Task statement
Reproduce exactly the line in which "sign post using the picture above." occurs and all the lines after it, ending with the last line.
---*---
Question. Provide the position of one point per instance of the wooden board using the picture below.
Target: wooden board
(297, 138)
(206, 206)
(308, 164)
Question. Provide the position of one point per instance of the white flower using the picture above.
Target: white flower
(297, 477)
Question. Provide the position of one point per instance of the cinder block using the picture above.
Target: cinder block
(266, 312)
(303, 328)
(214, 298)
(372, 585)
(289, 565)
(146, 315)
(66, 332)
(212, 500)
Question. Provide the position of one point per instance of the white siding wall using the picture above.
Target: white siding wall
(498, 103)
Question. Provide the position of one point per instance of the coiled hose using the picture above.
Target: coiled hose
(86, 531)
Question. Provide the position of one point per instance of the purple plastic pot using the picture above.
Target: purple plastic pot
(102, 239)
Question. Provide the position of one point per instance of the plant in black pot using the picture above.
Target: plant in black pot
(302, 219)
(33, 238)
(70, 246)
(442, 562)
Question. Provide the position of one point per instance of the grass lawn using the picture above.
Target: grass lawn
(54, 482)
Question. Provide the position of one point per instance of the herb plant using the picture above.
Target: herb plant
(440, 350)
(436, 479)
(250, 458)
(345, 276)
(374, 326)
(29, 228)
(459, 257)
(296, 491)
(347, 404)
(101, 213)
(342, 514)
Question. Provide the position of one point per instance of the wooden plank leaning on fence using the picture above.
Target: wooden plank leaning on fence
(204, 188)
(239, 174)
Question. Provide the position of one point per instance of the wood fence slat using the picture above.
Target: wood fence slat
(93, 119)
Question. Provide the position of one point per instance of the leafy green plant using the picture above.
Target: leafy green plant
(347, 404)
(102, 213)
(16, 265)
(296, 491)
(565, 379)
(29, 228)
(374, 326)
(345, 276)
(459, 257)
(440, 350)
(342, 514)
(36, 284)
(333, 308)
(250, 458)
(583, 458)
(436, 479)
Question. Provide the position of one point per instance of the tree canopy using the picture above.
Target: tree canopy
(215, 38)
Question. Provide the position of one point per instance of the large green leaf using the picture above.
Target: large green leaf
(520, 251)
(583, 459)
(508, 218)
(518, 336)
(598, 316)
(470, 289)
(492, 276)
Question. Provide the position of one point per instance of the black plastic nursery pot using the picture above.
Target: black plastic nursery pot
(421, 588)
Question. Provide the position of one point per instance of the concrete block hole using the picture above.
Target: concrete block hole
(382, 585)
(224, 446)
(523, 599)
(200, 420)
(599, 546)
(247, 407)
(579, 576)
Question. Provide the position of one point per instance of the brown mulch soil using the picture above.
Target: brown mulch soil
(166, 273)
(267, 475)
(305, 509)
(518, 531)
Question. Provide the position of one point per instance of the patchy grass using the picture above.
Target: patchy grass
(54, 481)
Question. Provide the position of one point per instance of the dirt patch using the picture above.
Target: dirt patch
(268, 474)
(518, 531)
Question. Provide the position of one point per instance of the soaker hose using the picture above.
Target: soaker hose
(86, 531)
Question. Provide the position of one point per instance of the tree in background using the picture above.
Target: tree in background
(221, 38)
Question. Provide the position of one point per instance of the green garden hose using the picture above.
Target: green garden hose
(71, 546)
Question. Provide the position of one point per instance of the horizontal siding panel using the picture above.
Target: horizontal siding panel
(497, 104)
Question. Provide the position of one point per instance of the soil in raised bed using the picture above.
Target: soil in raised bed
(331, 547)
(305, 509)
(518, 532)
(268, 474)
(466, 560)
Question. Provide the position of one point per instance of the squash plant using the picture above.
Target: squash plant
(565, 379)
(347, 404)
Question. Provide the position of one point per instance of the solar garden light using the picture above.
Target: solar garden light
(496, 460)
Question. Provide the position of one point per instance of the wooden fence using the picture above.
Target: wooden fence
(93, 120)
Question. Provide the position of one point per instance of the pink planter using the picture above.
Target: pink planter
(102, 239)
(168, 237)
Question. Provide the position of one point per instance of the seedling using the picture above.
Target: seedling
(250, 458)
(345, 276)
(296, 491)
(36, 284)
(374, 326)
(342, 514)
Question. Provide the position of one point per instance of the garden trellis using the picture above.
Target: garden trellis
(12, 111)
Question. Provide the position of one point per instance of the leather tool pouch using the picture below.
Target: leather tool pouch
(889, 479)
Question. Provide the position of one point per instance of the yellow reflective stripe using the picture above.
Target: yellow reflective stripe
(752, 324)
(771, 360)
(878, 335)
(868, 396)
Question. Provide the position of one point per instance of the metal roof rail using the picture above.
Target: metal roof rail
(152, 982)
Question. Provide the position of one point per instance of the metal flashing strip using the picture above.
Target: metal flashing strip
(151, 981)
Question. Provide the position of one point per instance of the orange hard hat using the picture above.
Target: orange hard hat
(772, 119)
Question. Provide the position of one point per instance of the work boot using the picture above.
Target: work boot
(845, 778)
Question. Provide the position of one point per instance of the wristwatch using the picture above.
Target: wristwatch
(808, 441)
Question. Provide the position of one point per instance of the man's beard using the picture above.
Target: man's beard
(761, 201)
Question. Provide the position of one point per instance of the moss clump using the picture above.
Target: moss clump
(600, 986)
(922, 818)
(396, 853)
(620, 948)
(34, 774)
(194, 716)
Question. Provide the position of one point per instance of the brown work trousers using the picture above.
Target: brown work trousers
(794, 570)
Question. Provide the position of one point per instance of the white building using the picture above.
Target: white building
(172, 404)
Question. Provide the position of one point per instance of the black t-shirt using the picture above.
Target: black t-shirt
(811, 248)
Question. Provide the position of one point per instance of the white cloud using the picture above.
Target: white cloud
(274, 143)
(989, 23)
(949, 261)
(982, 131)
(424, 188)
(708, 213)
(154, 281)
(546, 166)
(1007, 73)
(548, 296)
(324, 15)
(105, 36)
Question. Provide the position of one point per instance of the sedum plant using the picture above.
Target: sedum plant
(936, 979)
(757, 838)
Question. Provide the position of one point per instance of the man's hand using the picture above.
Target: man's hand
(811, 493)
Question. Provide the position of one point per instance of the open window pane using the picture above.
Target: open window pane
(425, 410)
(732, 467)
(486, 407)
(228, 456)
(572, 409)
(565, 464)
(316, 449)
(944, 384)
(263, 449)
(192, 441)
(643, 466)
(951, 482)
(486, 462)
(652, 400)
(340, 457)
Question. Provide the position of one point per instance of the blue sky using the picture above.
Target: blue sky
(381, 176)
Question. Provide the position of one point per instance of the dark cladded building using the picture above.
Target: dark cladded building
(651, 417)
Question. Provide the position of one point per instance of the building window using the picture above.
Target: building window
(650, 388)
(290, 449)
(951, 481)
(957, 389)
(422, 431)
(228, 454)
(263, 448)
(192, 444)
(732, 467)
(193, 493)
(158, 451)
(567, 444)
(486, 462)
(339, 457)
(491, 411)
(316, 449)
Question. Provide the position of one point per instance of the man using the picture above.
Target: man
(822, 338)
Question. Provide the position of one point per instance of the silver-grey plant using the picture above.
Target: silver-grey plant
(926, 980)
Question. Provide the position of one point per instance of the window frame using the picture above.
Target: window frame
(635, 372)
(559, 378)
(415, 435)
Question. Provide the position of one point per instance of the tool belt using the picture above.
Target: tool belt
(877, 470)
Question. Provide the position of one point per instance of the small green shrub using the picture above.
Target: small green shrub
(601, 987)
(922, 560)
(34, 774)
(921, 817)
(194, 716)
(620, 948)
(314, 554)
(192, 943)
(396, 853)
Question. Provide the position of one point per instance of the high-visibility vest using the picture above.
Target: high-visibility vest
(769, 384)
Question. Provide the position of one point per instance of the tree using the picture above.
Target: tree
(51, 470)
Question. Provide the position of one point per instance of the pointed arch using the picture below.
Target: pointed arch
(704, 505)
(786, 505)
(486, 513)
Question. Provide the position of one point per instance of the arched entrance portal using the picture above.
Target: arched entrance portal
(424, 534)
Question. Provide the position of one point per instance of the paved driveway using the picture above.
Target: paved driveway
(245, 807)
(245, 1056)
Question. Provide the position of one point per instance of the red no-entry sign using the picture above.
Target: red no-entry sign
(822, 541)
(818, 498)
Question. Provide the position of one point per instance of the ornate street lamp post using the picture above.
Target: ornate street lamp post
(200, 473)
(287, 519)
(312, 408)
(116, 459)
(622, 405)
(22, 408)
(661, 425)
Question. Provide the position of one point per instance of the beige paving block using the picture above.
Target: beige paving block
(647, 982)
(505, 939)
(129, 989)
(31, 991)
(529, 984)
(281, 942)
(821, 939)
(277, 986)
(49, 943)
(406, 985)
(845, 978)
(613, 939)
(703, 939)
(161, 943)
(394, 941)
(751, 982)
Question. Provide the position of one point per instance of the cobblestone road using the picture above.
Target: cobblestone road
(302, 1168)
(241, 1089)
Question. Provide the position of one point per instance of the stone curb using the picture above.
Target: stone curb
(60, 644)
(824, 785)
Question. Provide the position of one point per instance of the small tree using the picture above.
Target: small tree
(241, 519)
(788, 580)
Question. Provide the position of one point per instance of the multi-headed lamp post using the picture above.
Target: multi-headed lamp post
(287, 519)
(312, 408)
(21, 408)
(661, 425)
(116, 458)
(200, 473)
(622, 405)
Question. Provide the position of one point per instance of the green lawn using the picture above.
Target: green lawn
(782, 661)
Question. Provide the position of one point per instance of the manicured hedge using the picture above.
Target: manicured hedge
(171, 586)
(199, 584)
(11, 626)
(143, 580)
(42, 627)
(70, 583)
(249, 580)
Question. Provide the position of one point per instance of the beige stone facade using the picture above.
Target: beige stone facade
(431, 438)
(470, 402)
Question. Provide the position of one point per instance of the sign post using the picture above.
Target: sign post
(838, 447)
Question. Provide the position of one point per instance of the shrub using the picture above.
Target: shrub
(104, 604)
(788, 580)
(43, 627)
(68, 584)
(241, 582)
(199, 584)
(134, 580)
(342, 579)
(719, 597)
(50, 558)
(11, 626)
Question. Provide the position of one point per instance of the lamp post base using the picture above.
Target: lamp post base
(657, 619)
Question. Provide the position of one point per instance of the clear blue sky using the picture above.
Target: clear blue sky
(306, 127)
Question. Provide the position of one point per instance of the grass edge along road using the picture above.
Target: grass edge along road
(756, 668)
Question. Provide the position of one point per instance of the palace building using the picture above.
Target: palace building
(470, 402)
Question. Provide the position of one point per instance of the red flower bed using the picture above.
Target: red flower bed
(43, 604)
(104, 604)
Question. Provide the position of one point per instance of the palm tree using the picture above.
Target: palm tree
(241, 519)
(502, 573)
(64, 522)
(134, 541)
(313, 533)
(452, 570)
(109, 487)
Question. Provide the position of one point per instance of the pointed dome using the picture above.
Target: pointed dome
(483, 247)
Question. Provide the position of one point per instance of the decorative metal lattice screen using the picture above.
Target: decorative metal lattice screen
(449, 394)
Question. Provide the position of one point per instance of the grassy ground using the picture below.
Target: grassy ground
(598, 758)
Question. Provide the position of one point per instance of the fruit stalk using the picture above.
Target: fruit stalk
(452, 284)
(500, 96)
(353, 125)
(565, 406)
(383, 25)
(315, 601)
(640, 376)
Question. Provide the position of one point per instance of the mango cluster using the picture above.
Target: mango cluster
---*---
Complete answer
Question. Provide the position of one point per instance of the sign post using the picture above.
Target: sign post
(838, 447)
Question. Provide the position of one point per instance of the shrub using the picture above.
Target: shrub
(104, 604)
(788, 580)
(43, 627)
(68, 584)
(241, 582)
(199, 584)
(134, 580)
(342, 579)
(719, 597)
(50, 558)
(11, 626)
Question. Provide the position of one point per instance of the lamp post base using the picture above.
Target: lamp post base
(657, 619)
Question. Provide the position of one point per instance of the clear blue sky using the picture above.
Target: clear blue sky
(306, 127)
Question. Provide the position of one point per instance of the grass edge along road using the picture above.
Target: grass edge along road
(756, 668)
Question. Provide the position of one point per instance of the palace building using the picture above.
Target: palace building
(470, 402)
Question. Provide the position of one point per instance of the red flower bed using the picture above.
Target: red flower bed
(43, 604)
(104, 604)
Question. Provide the position of one point per instance of the palm tree using the picture above.
Target: palm tree
(241, 519)
(502, 573)
(64, 522)
(134, 541)
(313, 533)
(452, 570)
(109, 487)
Question. Provide the position of one point per instance of the pointed dome using the picture above.
Target: pointed dome
(483, 247)
Question. Provide the position of one point per instance of the decorative metal lattice screen using the picture above.
Target: decorative metal lattice screen
(449, 394)
Question. Provide the position of one point per instance of the grassy ground using the picture below.
Target: grassy ground
(598, 758)
Question. Provide the position of one point per instance of the fruit stalk using the picture above.
Target: fruit stalk
(452, 284)
(500, 96)
(353, 125)
(565, 406)
(383, 25)
(315, 601)
(640, 376)
Question. Provide the position of one point per instance of the mango cluster using the picture above.
Target: mango cluster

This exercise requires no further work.